* begin *
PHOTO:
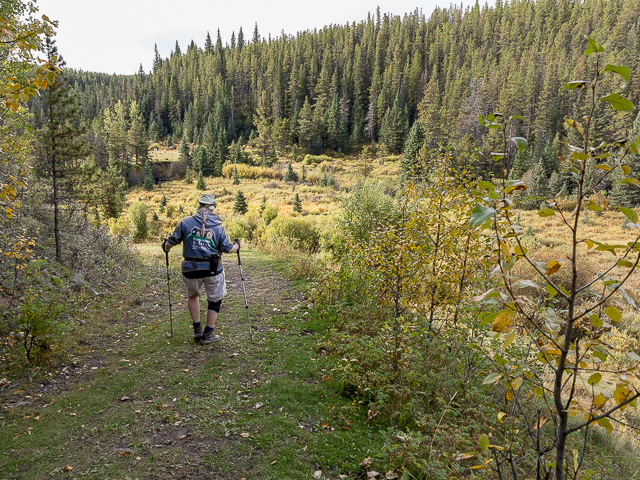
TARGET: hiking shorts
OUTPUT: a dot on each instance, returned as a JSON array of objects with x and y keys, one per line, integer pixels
[{"x": 215, "y": 286}]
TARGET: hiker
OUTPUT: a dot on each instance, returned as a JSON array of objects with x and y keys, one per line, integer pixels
[{"x": 204, "y": 239}]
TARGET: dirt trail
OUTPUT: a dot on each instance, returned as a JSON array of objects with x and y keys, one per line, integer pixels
[{"x": 136, "y": 404}]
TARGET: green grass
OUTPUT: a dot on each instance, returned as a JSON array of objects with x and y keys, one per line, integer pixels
[{"x": 148, "y": 406}]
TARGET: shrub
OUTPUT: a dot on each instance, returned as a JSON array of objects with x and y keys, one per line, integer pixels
[
  {"x": 250, "y": 227},
  {"x": 178, "y": 170},
  {"x": 238, "y": 227},
  {"x": 138, "y": 218},
  {"x": 316, "y": 159},
  {"x": 171, "y": 211},
  {"x": 247, "y": 171},
  {"x": 269, "y": 214},
  {"x": 297, "y": 233},
  {"x": 240, "y": 203},
  {"x": 119, "y": 227}
]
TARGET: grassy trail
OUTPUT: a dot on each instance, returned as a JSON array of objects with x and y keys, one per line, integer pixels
[{"x": 137, "y": 404}]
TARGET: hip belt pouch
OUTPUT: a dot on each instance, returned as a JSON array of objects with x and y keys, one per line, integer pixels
[{"x": 196, "y": 269}]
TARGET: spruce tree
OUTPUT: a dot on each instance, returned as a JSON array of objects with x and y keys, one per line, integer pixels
[
  {"x": 200, "y": 185},
  {"x": 137, "y": 135},
  {"x": 290, "y": 175},
  {"x": 240, "y": 204},
  {"x": 394, "y": 127},
  {"x": 185, "y": 151},
  {"x": 625, "y": 194},
  {"x": 236, "y": 179},
  {"x": 414, "y": 143},
  {"x": 60, "y": 142},
  {"x": 518, "y": 166},
  {"x": 539, "y": 186},
  {"x": 148, "y": 181},
  {"x": 297, "y": 204}
]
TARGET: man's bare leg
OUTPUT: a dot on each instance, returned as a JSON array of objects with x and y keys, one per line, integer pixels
[
  {"x": 211, "y": 318},
  {"x": 194, "y": 308}
]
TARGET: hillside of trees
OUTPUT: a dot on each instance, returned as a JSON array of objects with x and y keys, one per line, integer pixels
[{"x": 344, "y": 86}]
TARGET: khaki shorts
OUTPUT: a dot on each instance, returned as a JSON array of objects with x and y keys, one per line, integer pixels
[{"x": 215, "y": 286}]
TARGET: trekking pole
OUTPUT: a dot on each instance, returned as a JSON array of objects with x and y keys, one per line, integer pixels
[
  {"x": 244, "y": 290},
  {"x": 166, "y": 256}
]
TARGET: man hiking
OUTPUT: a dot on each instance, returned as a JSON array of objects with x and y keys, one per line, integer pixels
[{"x": 204, "y": 240}]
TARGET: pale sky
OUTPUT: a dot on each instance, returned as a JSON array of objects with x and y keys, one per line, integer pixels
[{"x": 116, "y": 36}]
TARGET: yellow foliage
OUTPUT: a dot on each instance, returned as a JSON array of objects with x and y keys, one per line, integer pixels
[{"x": 248, "y": 171}]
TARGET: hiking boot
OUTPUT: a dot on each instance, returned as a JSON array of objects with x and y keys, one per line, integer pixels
[
  {"x": 209, "y": 337},
  {"x": 197, "y": 333}
]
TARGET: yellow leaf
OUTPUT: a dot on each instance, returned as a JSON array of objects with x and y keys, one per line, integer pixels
[
  {"x": 508, "y": 395},
  {"x": 599, "y": 400},
  {"x": 502, "y": 321},
  {"x": 517, "y": 383},
  {"x": 621, "y": 393},
  {"x": 552, "y": 267},
  {"x": 509, "y": 340},
  {"x": 606, "y": 424}
]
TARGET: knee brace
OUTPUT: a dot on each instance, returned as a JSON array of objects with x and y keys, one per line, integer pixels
[{"x": 215, "y": 306}]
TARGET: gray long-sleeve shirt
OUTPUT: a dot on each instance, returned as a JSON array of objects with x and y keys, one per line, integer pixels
[{"x": 214, "y": 240}]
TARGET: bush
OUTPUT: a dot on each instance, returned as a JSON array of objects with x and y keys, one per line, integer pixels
[
  {"x": 247, "y": 171},
  {"x": 138, "y": 218},
  {"x": 316, "y": 159},
  {"x": 269, "y": 214},
  {"x": 297, "y": 233},
  {"x": 171, "y": 211},
  {"x": 177, "y": 170},
  {"x": 119, "y": 227},
  {"x": 238, "y": 227}
]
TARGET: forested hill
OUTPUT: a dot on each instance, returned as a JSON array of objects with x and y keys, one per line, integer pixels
[{"x": 343, "y": 86}]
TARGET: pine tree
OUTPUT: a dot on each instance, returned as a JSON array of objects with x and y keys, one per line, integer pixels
[
  {"x": 538, "y": 187},
  {"x": 185, "y": 152},
  {"x": 297, "y": 204},
  {"x": 290, "y": 175},
  {"x": 240, "y": 204},
  {"x": 394, "y": 127},
  {"x": 200, "y": 185},
  {"x": 60, "y": 142},
  {"x": 148, "y": 181},
  {"x": 518, "y": 166},
  {"x": 414, "y": 143},
  {"x": 625, "y": 194},
  {"x": 236, "y": 179},
  {"x": 137, "y": 135}
]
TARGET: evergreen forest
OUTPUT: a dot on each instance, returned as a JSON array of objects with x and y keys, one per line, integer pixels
[{"x": 438, "y": 228}]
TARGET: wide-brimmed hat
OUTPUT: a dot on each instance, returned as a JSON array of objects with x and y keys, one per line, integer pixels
[{"x": 208, "y": 199}]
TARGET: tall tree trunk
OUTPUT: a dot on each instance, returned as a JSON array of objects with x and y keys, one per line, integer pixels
[{"x": 56, "y": 202}]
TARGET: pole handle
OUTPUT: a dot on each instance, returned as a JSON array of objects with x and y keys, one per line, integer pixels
[{"x": 238, "y": 251}]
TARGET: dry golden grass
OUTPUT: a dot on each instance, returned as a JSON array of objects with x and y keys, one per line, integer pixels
[
  {"x": 316, "y": 200},
  {"x": 552, "y": 241}
]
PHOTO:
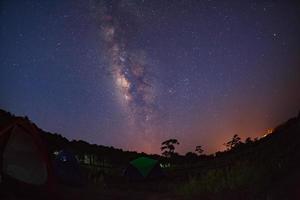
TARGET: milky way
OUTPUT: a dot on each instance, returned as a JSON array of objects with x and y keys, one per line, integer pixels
[{"x": 128, "y": 67}]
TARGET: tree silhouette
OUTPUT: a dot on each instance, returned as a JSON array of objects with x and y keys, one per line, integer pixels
[
  {"x": 248, "y": 140},
  {"x": 199, "y": 149},
  {"x": 234, "y": 142},
  {"x": 168, "y": 147}
]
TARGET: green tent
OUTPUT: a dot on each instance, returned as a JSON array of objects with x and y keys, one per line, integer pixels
[{"x": 142, "y": 168}]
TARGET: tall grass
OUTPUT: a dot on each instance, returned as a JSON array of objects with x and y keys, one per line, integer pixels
[{"x": 241, "y": 176}]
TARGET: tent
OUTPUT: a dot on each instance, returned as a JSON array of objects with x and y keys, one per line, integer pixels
[
  {"x": 67, "y": 169},
  {"x": 24, "y": 161},
  {"x": 143, "y": 168}
]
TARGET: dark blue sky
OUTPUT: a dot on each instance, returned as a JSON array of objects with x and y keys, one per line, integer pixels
[{"x": 134, "y": 73}]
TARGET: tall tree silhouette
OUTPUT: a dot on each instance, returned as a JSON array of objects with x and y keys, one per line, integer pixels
[
  {"x": 168, "y": 147},
  {"x": 235, "y": 141}
]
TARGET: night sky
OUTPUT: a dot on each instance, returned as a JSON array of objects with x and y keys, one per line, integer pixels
[{"x": 131, "y": 74}]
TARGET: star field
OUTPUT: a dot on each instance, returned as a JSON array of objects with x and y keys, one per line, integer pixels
[{"x": 132, "y": 74}]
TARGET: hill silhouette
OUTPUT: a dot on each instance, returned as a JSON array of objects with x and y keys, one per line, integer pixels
[{"x": 263, "y": 168}]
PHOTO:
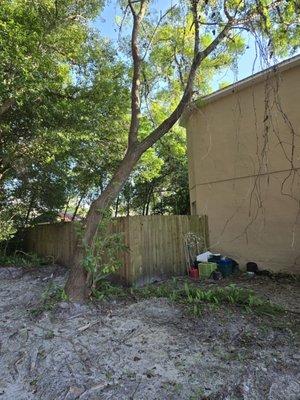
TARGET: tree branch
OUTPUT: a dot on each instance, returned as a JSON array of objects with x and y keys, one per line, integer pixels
[
  {"x": 137, "y": 62},
  {"x": 199, "y": 56}
]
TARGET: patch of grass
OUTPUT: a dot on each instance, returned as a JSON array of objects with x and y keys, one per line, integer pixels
[
  {"x": 195, "y": 297},
  {"x": 106, "y": 290}
]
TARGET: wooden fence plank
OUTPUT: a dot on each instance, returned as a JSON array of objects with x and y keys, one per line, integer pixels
[{"x": 155, "y": 244}]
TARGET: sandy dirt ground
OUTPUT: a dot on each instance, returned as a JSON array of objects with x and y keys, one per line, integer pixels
[{"x": 144, "y": 349}]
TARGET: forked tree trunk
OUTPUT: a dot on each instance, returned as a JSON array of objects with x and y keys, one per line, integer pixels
[{"x": 77, "y": 287}]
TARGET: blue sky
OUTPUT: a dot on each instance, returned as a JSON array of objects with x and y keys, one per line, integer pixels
[{"x": 245, "y": 64}]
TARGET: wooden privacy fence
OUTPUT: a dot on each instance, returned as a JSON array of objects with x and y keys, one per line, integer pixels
[{"x": 155, "y": 244}]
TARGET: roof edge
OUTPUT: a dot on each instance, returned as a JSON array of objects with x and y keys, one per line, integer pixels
[{"x": 237, "y": 86}]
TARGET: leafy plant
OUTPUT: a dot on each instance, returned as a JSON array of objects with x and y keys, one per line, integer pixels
[{"x": 103, "y": 257}]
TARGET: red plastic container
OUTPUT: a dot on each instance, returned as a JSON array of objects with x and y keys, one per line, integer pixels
* end *
# EXERCISE:
All lines from the one that contains "TARGET: wooden privacy fence" through the end of the material are to be quoted exactly, with both ends included.

# ANSWER TO THIS EXERCISE:
TARGET: wooden privacy fence
OUTPUT: a dot on each instance, returned as a JSON array of objects with x and y keys, one per line, integer pixels
[{"x": 155, "y": 244}]
TARGET: roof edge
OUTPUT: a dot on each instance, returned as a JSON array of objects with x and y keys, one per line, integer pixels
[{"x": 237, "y": 86}]
TARGET: leafy plant
OUTPUT: a dot on each instance, returned as a JSON array of objects with x and y keys, one per line, integer pixels
[{"x": 103, "y": 257}]
TARGET: red plastic container
OUTPUT: a dot on each instance, returned as a JSON array of objects with x and y keys, one per line, integer pixels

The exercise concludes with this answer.